» Page extract:
● ● ● ●

Restoration works, listed below, have resulted in improvements in the lake environment.
- Aeration of wastewater that is led into the lake
- Park and swimming pool improved
- Desilting of the lake bed and thus increasing depth and the capacity of the lake
- Installation of silt traps at the mouth of the storm water inlets
- Diversion of underground sewages lines from the eastern part of the City through 900 mm pipes bypassing the lake
- Restoration of Aquatic life by introduction of fish species natural to the lake and induction of suitable water plants
- Chain-link fencing to prevent people dumping garbage into the lake
- Boat training facility of Madras Engineering Group (MEG) improved
- Access to public from 9 am to 6 pm with holiday on Wednesday

It is reported that cleanliness drive has breathed new life to the lake.

● ● ● ●

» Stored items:
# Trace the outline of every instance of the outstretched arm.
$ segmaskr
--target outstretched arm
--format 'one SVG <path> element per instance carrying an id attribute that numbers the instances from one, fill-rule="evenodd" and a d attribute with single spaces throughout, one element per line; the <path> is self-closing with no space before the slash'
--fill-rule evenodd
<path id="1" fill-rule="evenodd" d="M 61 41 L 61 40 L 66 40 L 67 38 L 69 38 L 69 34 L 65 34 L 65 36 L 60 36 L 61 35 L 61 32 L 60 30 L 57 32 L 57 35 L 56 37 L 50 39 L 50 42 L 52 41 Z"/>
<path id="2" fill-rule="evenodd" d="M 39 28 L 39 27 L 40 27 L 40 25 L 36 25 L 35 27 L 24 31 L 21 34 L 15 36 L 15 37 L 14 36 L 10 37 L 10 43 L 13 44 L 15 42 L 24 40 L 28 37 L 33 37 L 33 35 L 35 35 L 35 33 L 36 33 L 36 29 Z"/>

● ● ● ●

» Tasks:
**a.** List every number with its unit that appears in the lake restoration text.
**b.** Quote the lake restoration text from "Restoration works, listed" to "to the lake.".

» Numbered answers:
**a.**
- 900 mm
- 9 am
- 6 pm

**b.**
Restoration works, listed below, have resulted in improvements in the lake environment.
- Aeration of wastewater that is led into the lake
- Park and swimming pool improved
- Desilting of the lake bed and thus increasing depth and the capacity of the lake
- Installation of silt traps at the mouth of the storm water inlets
- Diversion of underground sewages lines from the eastern part of the City through 900 mm pipes bypassing the lake
- Restoration of Aquatic life by introduction of fish species natural to the lake and induction of suitable water plants
- Chain-link fencing to prevent people dumping garbage into the lake
- Boat training facility of Madras Engineering Group (MEG) improved
- Access to public from 9 am to 6 pm with holiday on Wednesday

It is reported that cleanliness drive has breathed new life to the lake.